Top of The records

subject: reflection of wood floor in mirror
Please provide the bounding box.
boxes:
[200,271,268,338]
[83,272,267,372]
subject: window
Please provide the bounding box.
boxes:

Bottom of The records

What the exercise asks → Restate every line of the data above exactly as it was written.

Answer box →
subject: reflection of wood floor in mirror
Please provide the bounding box.
boxes:
[200,271,268,338]
[83,272,267,372]
subject: window
Please provide the bounding box.
boxes:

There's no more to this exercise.